* _TEXTO SELECCIONADO_

Vamos a dar por sentado dos cosas: el dinero no da la felicidad, pese a que es preferible llorar subido en un Ferrari que debajo de un puente, y que la salud es lo más importante. Pero más importante que la salud es el agua. O al menos en mi curro. Y si no que se lo pregunten al minero Fulgencio —al que llamo así para preservar su anonimato—, que como tantos otros de los que curraban y curramos allí, además de beber del agua que ya te proporciona la empresa, se traía el agua comprada del súper para rendir cuenta de ella durante toda la jornada, o la media hora del bocadillo.
El caso es que cuando Fulgencio abría la nevera para echar mano a su botella de agua, ya estaba empezada o la peor de las veces medio vacía. Y de nada valían sus iracundas represalias al respecto, amén de que en la mina y como en todos lados hay buenos y malos. Hoy en día ya no ocurren cosas así, ya que acarrearía consecuencias inmediatas. Pero la mina de antaño no era la de ahora. Y Fulgencio, que tenía ya muchos tiros pegados y sabía con exactitud con qué clase de gente estaba trabajando, sabía qué hacer para acabar con esa situación.

* _DATOS ALMACENADOS_
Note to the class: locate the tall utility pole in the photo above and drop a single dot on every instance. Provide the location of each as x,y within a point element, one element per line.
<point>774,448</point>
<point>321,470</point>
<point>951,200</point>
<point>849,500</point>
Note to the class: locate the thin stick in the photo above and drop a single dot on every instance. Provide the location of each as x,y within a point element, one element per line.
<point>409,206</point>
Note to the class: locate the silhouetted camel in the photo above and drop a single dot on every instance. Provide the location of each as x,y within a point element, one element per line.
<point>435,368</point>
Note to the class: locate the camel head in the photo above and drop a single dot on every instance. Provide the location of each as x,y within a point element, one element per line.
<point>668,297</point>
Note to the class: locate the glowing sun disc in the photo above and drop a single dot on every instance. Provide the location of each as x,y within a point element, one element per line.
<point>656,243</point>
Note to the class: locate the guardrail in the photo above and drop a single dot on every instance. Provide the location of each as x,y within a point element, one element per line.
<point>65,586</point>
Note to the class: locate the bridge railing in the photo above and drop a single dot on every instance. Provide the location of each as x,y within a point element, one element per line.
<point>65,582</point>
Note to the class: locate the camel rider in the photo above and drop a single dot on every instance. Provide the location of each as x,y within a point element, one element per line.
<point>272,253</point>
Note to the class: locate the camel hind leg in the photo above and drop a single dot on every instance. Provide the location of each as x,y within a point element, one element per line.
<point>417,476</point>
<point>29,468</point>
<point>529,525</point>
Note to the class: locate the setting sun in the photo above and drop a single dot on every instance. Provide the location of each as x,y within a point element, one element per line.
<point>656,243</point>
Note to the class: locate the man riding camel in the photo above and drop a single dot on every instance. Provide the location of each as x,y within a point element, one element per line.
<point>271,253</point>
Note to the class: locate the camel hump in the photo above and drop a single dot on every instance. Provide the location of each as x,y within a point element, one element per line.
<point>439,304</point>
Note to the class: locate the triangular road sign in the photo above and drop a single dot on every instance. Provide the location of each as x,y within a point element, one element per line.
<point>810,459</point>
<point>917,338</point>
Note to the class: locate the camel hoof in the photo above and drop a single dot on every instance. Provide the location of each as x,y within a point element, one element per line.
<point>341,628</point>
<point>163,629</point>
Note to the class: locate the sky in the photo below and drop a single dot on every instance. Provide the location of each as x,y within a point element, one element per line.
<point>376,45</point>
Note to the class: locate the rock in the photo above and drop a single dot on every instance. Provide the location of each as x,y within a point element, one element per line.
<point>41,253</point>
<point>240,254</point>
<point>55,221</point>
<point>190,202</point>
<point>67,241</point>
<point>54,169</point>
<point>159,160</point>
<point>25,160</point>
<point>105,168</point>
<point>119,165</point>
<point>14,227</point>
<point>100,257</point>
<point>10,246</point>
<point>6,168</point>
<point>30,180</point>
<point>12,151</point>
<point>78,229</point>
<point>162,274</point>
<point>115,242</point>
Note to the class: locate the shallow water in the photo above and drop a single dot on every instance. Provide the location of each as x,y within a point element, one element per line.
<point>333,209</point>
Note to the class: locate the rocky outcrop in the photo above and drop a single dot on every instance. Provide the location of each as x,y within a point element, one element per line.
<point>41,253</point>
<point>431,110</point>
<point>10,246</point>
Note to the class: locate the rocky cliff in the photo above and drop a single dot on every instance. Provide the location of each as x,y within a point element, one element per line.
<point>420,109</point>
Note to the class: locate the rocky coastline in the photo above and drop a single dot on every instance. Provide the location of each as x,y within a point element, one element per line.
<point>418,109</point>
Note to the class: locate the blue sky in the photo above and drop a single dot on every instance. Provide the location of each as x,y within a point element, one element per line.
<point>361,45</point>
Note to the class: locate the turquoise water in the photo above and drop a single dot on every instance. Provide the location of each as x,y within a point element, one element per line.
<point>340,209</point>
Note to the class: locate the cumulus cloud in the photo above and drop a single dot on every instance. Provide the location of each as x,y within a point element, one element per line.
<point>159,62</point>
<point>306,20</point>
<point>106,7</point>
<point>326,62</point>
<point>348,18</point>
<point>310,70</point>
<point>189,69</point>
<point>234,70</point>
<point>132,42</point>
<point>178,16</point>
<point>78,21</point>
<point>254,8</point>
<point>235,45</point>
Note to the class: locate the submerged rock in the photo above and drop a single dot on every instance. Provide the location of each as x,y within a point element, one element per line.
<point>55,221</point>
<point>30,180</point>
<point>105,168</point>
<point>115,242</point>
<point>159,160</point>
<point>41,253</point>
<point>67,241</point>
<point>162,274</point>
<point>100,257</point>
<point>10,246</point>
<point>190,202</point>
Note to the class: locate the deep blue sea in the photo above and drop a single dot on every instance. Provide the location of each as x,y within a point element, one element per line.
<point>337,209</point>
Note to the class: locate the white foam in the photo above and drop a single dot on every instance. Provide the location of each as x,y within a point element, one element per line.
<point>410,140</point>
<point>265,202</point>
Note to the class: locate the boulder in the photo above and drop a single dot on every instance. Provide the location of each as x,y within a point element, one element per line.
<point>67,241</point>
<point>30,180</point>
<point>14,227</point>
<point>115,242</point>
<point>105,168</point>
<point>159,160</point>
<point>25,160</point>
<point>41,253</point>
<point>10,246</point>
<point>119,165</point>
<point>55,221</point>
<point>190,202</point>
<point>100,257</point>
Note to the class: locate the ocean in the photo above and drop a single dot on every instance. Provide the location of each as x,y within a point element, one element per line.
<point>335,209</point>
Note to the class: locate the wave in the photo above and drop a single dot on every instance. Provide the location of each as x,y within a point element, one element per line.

* _INSTRUCCIONES_
(a) Presenta en una tabla Markdown, con las columnas «Fila» y «Contenido», las líneas de los registros que van desde la primera hasta la que contiene "<point>849,500</point>", ambas incluidas, omitiendo las líneas en blanco.
(b) Prosigue el relato sobre el minero Fulgencio y su botella de agua a partir de la última oración.

* _RESULTADOS POR TAREA_
(a)
| Fila | Contenido |
|---|---|
| 1 | Note to the class: locate the tall utility pole in the photo above and drop a single dot on every instance. Provide the location of each as x,y within a point element, one element per line. |
| 2 | <point>774,448</point> |
| 3 | <point>321,470</point> |
| 4 | <point>951,200</point> |
| 5 | <point>849,500</point> |

(b)
Según me contaron diversas fuentes mineras jubiladas —y aquí soy narrador fidedigno—, Fulgencio, a primera hora de la jornada y delante de todos sus compañeros de relevo, desenroscó el tapón de su botella de agua. Dejó tapón y botella encima de una de las mesas del comedor, y ante un público pazguato, con gran ceremonia, desenfundó su polla medio erecta de la cual, de la punta del sonrosado glande, refulgía cual perla mágica una gota de baba preeyaculatoria. Gota que hizo desaparecer esparciéndola con gesto circular por el borde del orificio del cuello de la botella.
Acto seguido enroscó el tapón y metió la botella en la nevera. Se dio media vuelta y con la polla aún fuera —algunos más tarde dirían que ruda y viril— pero sin gota destellando, dijo a aquellos que no le quitaban ojo de encima: «A ver quién es ahora el hijo de puta que se amorra a la botella».
Después de aquella impúdica actuación teatral, nadie volvió a tocar una botella de agua que no fuera la suya.
Qué grande, Fulgencio.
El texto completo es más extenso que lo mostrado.